▶ **Information shown**
※ ※ ※

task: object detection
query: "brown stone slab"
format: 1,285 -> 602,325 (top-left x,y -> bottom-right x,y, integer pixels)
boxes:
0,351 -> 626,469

※ ※ ※

▶ **What is needed**
Please reproduce the lines above without changing anything.

▶ **Output below**
task: object detection
query: "brown stone slab"
format: 1,285 -> 602,325 (top-left x,y -> bottom-right x,y, integer pixels)
boxes:
0,351 -> 626,469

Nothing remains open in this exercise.